* _PAGE TEXT_:
====
Equally troubling was the doctrinal incoherence of converting a rape charge into fornication. Fornication requires affirmative proof of mutual consent, not merely the prosecution’s failure to prove rape beyond reasonable doubt. Where rape is not proven, the legally sound outcome is acquittal, not the creation of a new offence that was never alleged, charged, or defended. This approach quietly revives the logic of the Zina regime by reintroducing moral judgment into what should be a strictly legal inquiry.
“Hassan v State”: Rewriting Consent Once Again
In Hassan v State, the pattern repeated itself. Once again, the Supreme Court converted a rape conviction into fornication, citing delay in lodging the FIR and absence of physical injuries. Once again, a dissenting judge cautioned that neither delay nor lack of injuries establishes consent. And once again, the majority treated ambiguity as proof against the survivor. Delay in reporting rape is not an anomaly in Pakistan; it is the norm, produced by fear of stigma, retaliation, familial pressure, and institutional hostility. To treat delay as evidence of consent is to punish survivors for navigating a society that already refuses to protect them.
====
* _GIVEN RECORDS_:
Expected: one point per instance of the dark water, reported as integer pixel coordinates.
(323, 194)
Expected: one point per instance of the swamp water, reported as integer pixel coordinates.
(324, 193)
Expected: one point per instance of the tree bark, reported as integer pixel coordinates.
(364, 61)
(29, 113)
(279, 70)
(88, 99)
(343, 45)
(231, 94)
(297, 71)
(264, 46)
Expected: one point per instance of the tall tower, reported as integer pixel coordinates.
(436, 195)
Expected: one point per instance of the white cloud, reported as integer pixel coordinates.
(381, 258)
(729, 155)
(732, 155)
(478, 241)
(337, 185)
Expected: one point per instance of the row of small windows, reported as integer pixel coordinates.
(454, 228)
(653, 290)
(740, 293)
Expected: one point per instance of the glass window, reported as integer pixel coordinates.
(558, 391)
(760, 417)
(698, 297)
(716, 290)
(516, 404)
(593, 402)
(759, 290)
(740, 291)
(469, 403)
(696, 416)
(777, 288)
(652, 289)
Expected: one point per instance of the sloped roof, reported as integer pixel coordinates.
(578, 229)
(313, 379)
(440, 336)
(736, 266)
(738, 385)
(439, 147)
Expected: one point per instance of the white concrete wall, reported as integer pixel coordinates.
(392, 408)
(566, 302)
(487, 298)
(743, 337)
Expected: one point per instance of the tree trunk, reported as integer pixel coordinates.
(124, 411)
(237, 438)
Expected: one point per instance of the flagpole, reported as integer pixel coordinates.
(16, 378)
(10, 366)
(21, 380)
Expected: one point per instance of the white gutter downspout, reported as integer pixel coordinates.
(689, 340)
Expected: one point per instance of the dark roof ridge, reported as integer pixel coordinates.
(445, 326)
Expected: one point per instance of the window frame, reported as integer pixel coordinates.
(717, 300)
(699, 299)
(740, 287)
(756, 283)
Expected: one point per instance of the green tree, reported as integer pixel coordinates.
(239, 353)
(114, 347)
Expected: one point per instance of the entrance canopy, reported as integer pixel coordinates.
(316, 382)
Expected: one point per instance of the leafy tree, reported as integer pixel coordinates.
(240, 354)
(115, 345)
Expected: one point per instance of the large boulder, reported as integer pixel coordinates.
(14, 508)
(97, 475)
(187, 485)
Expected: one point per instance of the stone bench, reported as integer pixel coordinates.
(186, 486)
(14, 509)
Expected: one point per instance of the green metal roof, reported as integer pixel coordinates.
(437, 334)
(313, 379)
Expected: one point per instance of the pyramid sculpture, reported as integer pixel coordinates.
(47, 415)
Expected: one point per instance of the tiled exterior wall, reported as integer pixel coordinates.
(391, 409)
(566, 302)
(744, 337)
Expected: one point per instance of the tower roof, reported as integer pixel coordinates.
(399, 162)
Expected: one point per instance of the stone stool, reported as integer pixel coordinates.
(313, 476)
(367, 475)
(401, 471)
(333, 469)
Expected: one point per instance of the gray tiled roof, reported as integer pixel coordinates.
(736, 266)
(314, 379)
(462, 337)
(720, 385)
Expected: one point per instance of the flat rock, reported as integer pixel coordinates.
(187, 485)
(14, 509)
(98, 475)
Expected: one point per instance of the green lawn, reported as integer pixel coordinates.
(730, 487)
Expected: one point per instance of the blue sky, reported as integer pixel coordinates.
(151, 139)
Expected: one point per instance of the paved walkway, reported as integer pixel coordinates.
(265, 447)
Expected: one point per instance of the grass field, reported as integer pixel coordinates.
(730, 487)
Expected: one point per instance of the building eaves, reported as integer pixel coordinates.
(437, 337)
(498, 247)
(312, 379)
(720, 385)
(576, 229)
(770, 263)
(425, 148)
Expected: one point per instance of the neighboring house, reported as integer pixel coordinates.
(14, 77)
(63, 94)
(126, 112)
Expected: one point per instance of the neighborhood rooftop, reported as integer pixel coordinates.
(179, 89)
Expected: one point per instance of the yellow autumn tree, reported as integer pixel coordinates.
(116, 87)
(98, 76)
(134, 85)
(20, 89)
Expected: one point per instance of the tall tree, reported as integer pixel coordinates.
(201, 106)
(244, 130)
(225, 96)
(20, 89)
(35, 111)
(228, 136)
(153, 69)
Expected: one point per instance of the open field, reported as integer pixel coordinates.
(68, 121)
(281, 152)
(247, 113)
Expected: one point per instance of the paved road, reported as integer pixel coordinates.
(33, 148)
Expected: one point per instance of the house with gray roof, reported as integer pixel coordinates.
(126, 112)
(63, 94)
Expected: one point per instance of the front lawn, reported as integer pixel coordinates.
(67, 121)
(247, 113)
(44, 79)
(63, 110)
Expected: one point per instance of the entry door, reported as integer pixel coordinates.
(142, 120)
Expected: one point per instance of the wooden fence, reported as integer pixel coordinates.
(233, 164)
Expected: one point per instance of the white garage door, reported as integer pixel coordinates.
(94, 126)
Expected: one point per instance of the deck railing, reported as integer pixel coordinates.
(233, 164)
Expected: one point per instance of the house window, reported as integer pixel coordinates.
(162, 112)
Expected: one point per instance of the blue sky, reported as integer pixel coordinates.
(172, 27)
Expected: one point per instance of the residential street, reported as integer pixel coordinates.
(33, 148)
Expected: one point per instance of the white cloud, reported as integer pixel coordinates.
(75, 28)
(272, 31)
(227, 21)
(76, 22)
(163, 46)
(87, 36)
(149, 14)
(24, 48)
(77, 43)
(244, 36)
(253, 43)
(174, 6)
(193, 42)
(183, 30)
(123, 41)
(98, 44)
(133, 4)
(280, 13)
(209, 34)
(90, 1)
====
* _REQUIRED WORK_:
**a.** Please decide whether each statement agrees with the commentary on rape convictions. Answer yes or no for each and quote the words from the commentary that decide it.
(i) In Hassan v State, the Supreme Court converted a rape conviction into fornication.
(ii) Fornication can be established by the prosecution's failure to prove rape beyond reasonable doubt.
(iii) A dissenting judge held that delay in lodging the FIR establishes consent.
**b.** In the commentary on rape convictions, what is the legally sound outcome when rape is not proven?

* _ANSWER SET_:
**a.**
(i) Yes: "Once again, the Supreme Court converted a rape conviction into fornication"
(ii) No: "Fornication requires affirmative proof of mutual consent, not merely the prosecution’s failure to prove rape beyond reasonable doubt."
(iii) No: "a dissenting judge cautioned that neither delay nor lack of injuries establishes consent."

**b.** Acquittal.